* TASK BRIEF
Can you copy out the part of the forum post below that opens with "I dont actually" and closes with "the right times.", renaming "shuttle bay" to "hangar bay" everywhere it appears?

* TEXT
# Secrets 1/350 Enterpries Refit build.



## secretreeve (Sep 11, 2012)

This is going to be a long project time wise.

Mostly because of the custom lights being controlled from an Arduino Uno.

I dont actually have the model kit yet, due to the amount of work presented to me for the lighting alone. But heres a general break down before I go onto the programming.

Motorized shuttle bay doors.
LED landing strips in the shuttle bay.
3 modes - Startup, Impulse Power and Warp Power.
Possible sound effects for going to warp and dropping out from warp.

Now, the Arduino has certain limitations which need to be accounted for. Most notably, the lack of output pins.

So the saucer cabin lights, engineering cabin lights and flood lights are being consolidated down to a single pin output. This "signal" will be fed into a circuit that will activate the 3 sets of lights at the right times.

[Stored dataset items]
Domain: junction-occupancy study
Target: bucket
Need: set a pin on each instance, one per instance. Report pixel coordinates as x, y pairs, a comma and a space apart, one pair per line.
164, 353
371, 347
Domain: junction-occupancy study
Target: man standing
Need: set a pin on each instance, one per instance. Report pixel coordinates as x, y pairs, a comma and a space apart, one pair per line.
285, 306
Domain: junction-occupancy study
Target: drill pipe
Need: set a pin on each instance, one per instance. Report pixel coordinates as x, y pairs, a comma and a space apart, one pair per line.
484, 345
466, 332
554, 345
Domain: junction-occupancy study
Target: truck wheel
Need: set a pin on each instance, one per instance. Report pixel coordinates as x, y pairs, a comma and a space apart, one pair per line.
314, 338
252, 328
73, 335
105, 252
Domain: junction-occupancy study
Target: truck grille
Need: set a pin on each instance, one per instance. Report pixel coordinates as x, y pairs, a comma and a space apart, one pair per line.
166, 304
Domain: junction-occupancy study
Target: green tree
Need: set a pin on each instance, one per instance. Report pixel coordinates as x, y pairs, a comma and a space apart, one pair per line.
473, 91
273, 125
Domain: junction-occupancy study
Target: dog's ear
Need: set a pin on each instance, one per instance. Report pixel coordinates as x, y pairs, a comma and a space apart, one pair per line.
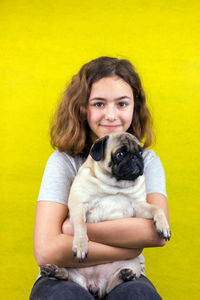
98, 149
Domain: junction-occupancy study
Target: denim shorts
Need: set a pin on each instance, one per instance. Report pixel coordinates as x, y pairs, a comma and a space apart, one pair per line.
53, 289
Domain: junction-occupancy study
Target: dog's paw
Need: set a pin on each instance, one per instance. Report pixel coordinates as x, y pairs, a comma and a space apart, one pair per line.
49, 270
162, 227
80, 248
127, 275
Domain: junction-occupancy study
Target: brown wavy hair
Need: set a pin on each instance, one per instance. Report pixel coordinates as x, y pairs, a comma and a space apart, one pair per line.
70, 131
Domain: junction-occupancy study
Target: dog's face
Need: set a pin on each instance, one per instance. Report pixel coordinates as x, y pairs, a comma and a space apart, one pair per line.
119, 154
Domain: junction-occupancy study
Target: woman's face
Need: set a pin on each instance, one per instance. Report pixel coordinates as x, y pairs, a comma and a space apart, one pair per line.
110, 106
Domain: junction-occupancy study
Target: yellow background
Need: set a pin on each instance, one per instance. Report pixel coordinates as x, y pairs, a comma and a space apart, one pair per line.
42, 44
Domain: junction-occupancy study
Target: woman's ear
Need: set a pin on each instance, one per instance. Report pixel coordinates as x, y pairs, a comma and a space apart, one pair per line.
98, 148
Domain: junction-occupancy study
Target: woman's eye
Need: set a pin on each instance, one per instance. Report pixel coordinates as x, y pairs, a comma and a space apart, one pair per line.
122, 104
99, 104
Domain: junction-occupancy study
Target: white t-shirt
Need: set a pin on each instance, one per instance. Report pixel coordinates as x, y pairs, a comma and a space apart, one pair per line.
61, 169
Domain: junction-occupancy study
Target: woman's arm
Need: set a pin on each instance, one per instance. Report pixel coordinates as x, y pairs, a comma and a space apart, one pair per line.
53, 247
127, 232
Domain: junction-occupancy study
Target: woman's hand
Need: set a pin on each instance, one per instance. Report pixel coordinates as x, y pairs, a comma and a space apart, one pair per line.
67, 227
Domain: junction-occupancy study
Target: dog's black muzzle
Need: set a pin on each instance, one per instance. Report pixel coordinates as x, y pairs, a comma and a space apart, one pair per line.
129, 168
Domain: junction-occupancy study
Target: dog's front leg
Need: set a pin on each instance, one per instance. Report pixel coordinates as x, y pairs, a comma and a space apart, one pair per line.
151, 211
80, 242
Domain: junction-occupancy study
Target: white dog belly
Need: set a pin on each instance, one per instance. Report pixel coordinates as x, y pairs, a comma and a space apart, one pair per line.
99, 276
109, 208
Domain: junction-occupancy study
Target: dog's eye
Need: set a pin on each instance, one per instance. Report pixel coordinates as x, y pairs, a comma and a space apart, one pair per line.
120, 155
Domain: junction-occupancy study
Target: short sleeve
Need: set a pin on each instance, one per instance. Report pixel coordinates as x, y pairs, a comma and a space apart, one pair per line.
154, 173
58, 176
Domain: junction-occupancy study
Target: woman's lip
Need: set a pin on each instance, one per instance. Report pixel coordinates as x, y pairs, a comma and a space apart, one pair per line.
110, 127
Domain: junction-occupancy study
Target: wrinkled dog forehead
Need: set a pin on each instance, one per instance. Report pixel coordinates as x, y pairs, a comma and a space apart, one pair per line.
119, 140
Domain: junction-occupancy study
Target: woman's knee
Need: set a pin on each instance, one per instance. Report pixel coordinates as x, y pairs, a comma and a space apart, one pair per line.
52, 289
134, 290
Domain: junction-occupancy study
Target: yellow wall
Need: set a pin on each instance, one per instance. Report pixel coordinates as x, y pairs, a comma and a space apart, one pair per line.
42, 44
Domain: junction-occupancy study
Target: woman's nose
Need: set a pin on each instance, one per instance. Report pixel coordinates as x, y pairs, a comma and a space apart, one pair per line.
110, 113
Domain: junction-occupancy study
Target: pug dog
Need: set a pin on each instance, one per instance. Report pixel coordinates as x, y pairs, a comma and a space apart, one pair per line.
109, 185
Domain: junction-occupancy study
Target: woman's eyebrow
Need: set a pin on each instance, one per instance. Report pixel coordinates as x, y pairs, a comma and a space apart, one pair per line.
117, 99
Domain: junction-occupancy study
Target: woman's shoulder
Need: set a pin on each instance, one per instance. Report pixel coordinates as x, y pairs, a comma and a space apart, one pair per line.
65, 160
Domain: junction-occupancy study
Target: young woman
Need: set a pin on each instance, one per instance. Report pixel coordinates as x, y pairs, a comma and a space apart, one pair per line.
105, 96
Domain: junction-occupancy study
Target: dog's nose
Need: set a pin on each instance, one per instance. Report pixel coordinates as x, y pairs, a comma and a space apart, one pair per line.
94, 291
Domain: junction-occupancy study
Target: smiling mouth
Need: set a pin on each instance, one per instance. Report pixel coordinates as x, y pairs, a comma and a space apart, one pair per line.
110, 127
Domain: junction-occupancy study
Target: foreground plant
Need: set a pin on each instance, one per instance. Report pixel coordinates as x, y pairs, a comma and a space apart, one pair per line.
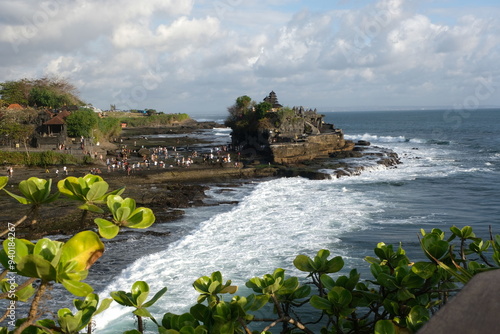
399, 297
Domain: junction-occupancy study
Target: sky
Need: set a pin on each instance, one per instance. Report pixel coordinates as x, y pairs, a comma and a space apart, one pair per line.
198, 56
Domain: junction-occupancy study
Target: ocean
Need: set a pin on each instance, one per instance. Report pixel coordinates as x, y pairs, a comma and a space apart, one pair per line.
449, 175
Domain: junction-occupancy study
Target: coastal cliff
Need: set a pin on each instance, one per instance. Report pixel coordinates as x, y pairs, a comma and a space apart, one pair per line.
284, 135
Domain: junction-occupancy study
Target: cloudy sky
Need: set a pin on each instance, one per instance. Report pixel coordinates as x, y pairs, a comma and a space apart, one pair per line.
197, 56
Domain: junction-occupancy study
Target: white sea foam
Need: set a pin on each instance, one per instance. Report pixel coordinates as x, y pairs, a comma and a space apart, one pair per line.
276, 221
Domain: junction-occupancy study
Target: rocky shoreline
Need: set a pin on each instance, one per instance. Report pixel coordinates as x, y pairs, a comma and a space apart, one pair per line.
168, 191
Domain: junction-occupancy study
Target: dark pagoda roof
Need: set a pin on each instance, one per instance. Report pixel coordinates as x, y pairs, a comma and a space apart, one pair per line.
55, 121
273, 100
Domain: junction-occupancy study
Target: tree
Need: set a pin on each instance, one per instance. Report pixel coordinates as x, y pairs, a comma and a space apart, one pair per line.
50, 92
81, 123
237, 111
15, 91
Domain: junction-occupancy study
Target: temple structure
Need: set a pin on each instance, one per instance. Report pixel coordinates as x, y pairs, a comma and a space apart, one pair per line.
273, 100
291, 135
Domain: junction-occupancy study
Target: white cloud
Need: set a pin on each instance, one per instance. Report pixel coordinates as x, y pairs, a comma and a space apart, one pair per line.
162, 53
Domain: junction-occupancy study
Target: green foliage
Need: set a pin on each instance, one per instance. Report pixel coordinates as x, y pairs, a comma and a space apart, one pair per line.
109, 127
40, 159
399, 296
81, 123
15, 92
65, 263
48, 97
44, 92
36, 192
137, 299
89, 190
125, 214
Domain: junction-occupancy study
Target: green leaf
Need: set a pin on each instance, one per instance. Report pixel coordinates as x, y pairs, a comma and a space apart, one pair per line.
104, 305
3, 181
435, 247
122, 298
97, 191
142, 312
320, 303
141, 218
327, 281
37, 267
302, 263
424, 269
21, 249
47, 248
77, 288
107, 229
140, 292
84, 248
122, 214
91, 207
418, 316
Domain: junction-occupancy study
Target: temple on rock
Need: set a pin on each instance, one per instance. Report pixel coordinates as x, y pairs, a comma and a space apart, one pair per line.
273, 100
290, 135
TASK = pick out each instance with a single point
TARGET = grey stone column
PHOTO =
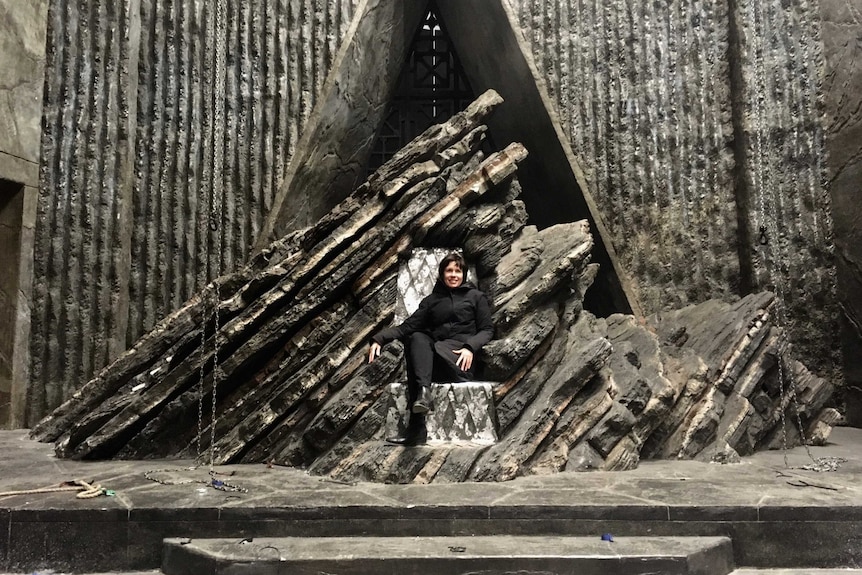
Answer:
(22, 65)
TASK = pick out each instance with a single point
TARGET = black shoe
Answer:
(415, 434)
(423, 402)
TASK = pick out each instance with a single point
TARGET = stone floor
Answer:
(777, 513)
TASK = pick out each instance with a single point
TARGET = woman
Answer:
(442, 336)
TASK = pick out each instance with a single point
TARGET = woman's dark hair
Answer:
(453, 257)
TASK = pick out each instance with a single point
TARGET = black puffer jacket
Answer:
(462, 314)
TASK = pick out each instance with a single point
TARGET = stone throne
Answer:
(463, 412)
(279, 347)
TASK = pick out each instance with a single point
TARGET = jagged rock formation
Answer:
(574, 391)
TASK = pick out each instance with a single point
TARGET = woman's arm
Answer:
(484, 324)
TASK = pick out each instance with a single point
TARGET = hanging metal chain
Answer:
(217, 215)
(769, 242)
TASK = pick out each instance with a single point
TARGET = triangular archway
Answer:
(331, 157)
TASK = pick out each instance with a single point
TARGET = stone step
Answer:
(485, 555)
(800, 571)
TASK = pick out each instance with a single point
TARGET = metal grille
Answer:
(432, 88)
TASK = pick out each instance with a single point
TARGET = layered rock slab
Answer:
(268, 364)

* FULL OUTPUT
I dont actually have the model kit yet, due to the amount of work presented to me for the lighting alone. But heres a general break down before I go onto the programming.

Motorized hangar bay doors.
LED landing strips in the hangar bay.
3 modes - Startup, Impulse Power and Warp Power.
Possible sound effects for going to warp and dropping out from warp.

Now, the Arduino has certain limitations which need to be accounted for. Most notably, the lack of output pins.

So the saucer cabin lights, engineering cabin lights and flood lights are being consolidated down to a single pin output. This "signal" will be fed into a circuit that will activate the 3 sets of lights at the right times.